Goal: Transcribe the listing in full, excluding any pictures.

Source material:
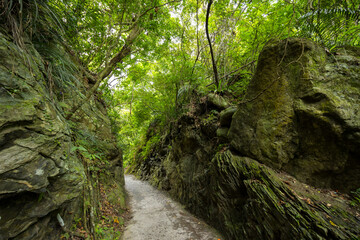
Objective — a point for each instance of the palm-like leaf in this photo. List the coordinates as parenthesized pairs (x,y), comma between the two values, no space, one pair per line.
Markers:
(332,26)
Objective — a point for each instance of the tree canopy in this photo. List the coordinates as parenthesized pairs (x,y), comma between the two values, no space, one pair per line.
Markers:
(147,57)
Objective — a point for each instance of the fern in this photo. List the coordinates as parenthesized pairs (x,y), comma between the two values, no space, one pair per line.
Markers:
(332,26)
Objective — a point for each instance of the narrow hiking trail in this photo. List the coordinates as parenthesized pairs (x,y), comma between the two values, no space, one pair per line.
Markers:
(157,217)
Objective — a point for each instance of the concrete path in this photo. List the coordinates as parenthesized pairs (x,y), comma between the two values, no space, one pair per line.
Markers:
(156,217)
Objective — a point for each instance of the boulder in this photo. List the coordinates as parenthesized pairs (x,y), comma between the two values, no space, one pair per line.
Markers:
(226,116)
(301,113)
(217,101)
(40,176)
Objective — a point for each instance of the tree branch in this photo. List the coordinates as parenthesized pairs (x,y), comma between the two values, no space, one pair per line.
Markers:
(211,50)
(109,67)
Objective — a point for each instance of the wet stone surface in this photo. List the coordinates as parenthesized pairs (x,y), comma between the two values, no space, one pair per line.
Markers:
(156,216)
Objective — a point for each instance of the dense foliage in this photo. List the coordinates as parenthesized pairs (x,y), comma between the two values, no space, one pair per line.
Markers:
(149,56)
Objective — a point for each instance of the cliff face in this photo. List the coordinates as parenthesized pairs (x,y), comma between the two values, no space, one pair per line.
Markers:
(307,122)
(299,116)
(41,175)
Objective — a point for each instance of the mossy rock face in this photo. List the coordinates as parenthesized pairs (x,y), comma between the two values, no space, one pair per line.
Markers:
(39,176)
(291,126)
(306,121)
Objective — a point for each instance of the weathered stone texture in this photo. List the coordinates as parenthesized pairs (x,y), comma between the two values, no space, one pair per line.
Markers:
(39,175)
(307,119)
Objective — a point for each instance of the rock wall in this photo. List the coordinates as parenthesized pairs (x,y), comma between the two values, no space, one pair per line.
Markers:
(40,177)
(307,121)
(233,187)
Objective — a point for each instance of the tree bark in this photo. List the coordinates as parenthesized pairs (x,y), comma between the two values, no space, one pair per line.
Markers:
(216,76)
(109,67)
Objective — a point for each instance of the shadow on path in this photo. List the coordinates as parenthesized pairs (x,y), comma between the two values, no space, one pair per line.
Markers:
(157,217)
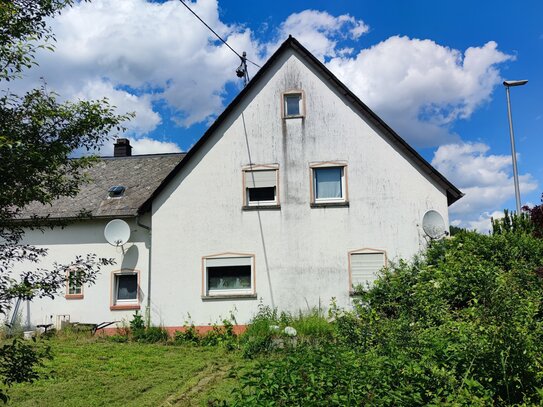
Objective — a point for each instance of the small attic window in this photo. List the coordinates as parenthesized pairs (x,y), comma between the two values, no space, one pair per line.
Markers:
(293,105)
(116,191)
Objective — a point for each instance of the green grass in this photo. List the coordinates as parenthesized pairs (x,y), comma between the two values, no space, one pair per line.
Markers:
(97,372)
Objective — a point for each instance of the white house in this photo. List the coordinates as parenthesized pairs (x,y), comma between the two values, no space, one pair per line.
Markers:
(294,194)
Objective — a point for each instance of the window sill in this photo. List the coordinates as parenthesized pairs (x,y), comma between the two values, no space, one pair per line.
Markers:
(329,204)
(126,307)
(261,207)
(74,296)
(229,297)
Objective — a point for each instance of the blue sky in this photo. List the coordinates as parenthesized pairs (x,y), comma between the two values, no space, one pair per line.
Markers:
(431,69)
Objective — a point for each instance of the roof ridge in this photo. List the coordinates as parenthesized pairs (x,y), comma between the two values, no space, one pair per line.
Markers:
(453,193)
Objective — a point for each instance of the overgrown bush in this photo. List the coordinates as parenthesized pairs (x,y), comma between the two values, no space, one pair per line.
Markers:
(461,326)
(188,335)
(266,330)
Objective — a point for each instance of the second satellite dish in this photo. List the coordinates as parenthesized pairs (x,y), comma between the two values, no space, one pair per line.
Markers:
(117,232)
(433,224)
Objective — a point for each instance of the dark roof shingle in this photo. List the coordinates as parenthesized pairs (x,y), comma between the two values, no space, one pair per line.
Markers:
(140,175)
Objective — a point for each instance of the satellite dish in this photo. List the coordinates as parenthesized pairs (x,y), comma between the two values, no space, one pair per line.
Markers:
(117,232)
(433,224)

Problem solution:
Objective — a point for each instance of the palm-like leaf in this photo. List the coordinates as parenthesized pairs (x,y), comma between the two values, no space, one pair per line.
Markers:
(332,26)
Objective — a point for each instance of the tree canopy in this photo. List the coordinates as parenthesized pairs (x,y), comma between the two values, no space, one pair per line.
Markers:
(147,57)
Objective — a point for each instance of the fern in this photo. List the coordinates as parenthesized pairs (x,y), comma between the two values, no space, one pair per line.
Markers:
(332,26)
Objective — a point for each instance of the narrow hiking trail in this photo. List the coordinates as parenthesized pairs (x,y), comma between the two values, no space, one pair per line.
Markers:
(157,217)
Objective — a point for each instance of the concrete path in this photo. List the coordinates as parenthesized pairs (x,y), comma between the two values, no space, one pair per line.
Markers:
(156,217)
Objective — a point for each instance of the boulder in this photo. List the coordinates as parenthesized pairs (x,y), comma between the two values, no space, one pair per line.
Markers:
(226,116)
(301,113)
(217,101)
(40,176)
Objective — a point for each instance of the tree branch in this photo. List the coordinates as parenthesized pairs (x,y), comma between the two values, no space, one pair per line.
Markers:
(211,50)
(109,67)
Objective — a point for each instance of the wet stone surface in this photo. List the coordinates as parenthesized pairs (x,y), comma between the two values, no space, one pair per line.
Markers:
(156,216)
Objective — a point for each instance of the dense foliage in this photo. List the coordinates as parenthesized pairs (x,y), comma between the two values, no space, one pair per line.
Markers:
(149,56)
Objective — a point for each instance of the cliff face in this photo. List the coordinates as parenthesized pairs (x,y), comma between the two values, no space, one pair per line.
Markers:
(307,122)
(299,116)
(41,175)
Objective — a point for each instance of the mossy rock face in this photo. List the coordinates as parenthesized pairs (x,y), comma between the two values, no space, one pair per line.
Markers:
(39,176)
(291,126)
(306,121)
Objective — a point for each instance of the weathered stone texture in this photo. List the coordinates as parenthesized pairs (x,y), comma between the two values, no space, one pair per line.
Markers:
(39,175)
(307,119)
Objective — a point for each instance of the rock wall in this photo. List the coordinates as parenthesized pairs (x,y), comma between the two values, no space, one pair per line.
Markers:
(40,177)
(307,121)
(233,187)
Objective — a point for each instance of the tree bark in this photo. List the coordinates as parenthesized pairs (x,y), comma between the two values, no space, one pair per line.
Markers:
(216,76)
(109,67)
Objective — a point for each instance of the shadow on path in this photo. List the coordinates as parenthesized pairs (x,y), comma between the two values, no space, one pair per line.
Markers:
(157,217)
Objective — a point for each instance of the small attic window in this photo. List the coordinates as parenthesized pairs (x,y), comma between the two values, no space, one pair per line.
Markers:
(293,105)
(116,191)
Objective — a point for each instance of the green grass in this photo. List the coordinates as parenthesized pairs (x,y), comma between the two values, no space, one pair per line.
Markers:
(97,372)
Objective — a point for each instance of the white house in this photo. List the coordinates as parenthesized pairs (x,y), comma between the two values, no space, one pair per line.
Markers:
(294,194)
Objective — a point for each instance of the window sill in this photo. List the coordinates as parenthesized pairs (x,y), comma between the two values, no space, one pair per line.
Markers:
(329,204)
(126,307)
(261,207)
(74,296)
(229,297)
Objective — a point for each instance of the blue sky in this photo. List the coordinates as parenthesized pairs (x,y), comma between the two values, no space, one pair per line.
Markers:
(431,69)
Objective — a point for each instance of the roof ridge in this photo. List the coordinates as parenthesized pairs (x,y), comma between the two values, no space, one pair per line.
Markers:
(453,193)
Objective — a point for each instance of the overgrown bush in this photo. List the coordinates as parenthesized pairs (x,y), comma between the two values, no space, one pair per line.
Markers:
(461,326)
(188,335)
(266,330)
Objective — a point for each instance of the second satellite dish in this photo. List the coordinates as parenthesized pairs (x,y), comma between the two values, no space, one pair per line.
Markers:
(117,232)
(433,224)
Objective — a point for each instance of the dark roof shingle in this photo. List the coordinates as parenthesized pairs (x,y), comma between the two values, no space, one pair per line.
Markers:
(140,175)
Objective — a point for each instance of the satellite dish in this photo. List the coordinates as parenthesized pairs (x,y), comma between the two values, no space, one pair per line.
Markers:
(117,232)
(433,224)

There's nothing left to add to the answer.